Stored records –
######

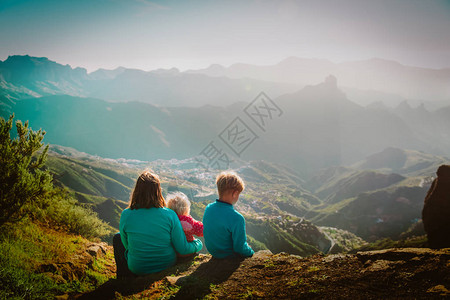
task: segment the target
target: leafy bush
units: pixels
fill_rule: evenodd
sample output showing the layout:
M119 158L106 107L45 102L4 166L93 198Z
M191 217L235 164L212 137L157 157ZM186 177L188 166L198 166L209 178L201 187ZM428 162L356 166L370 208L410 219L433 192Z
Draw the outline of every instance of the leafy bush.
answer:
M22 207L45 197L52 190L52 177L42 170L48 146L37 157L45 132L28 128L28 122L16 122L17 137L11 139L14 115L0 118L0 226L17 221Z
M45 132L32 131L28 122L17 121L17 137L12 139L13 118L0 118L0 226L30 216L87 238L110 233L96 213L78 205L67 191L53 187L44 166L48 146L37 154Z
M87 207L76 205L69 197L53 197L52 205L47 209L48 217L69 232L86 238L101 237L111 230L97 217L97 213Z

######

ABOUT THIS TASK –
Above are records to transcribe exactly; leave their pictures out.

SOLUTION FOR THIS PROBLEM –
task: segment the target
target: leafy bush
units: pixels
fill_rule: evenodd
sample output showing the layout:
M119 158L106 107L45 102L4 166L93 198Z
M191 217L235 164L212 137L157 157ZM186 177L188 166L198 166L209 178L201 187ZM428 162L356 166L370 208L410 219L433 192Z
Draw the outline of every instance of the leafy bush.
answer:
M22 207L45 197L52 190L52 177L42 170L48 146L37 157L45 132L28 128L28 122L16 122L17 137L11 139L14 115L0 118L0 226L17 221Z
M45 132L32 131L28 122L17 121L17 137L12 139L13 118L0 118L0 226L30 216L87 238L110 233L96 213L78 205L67 191L53 187L44 166L48 146L37 154Z
M87 207L76 205L69 197L53 197L52 205L47 209L48 217L69 232L86 238L101 237L111 230L97 217L97 213Z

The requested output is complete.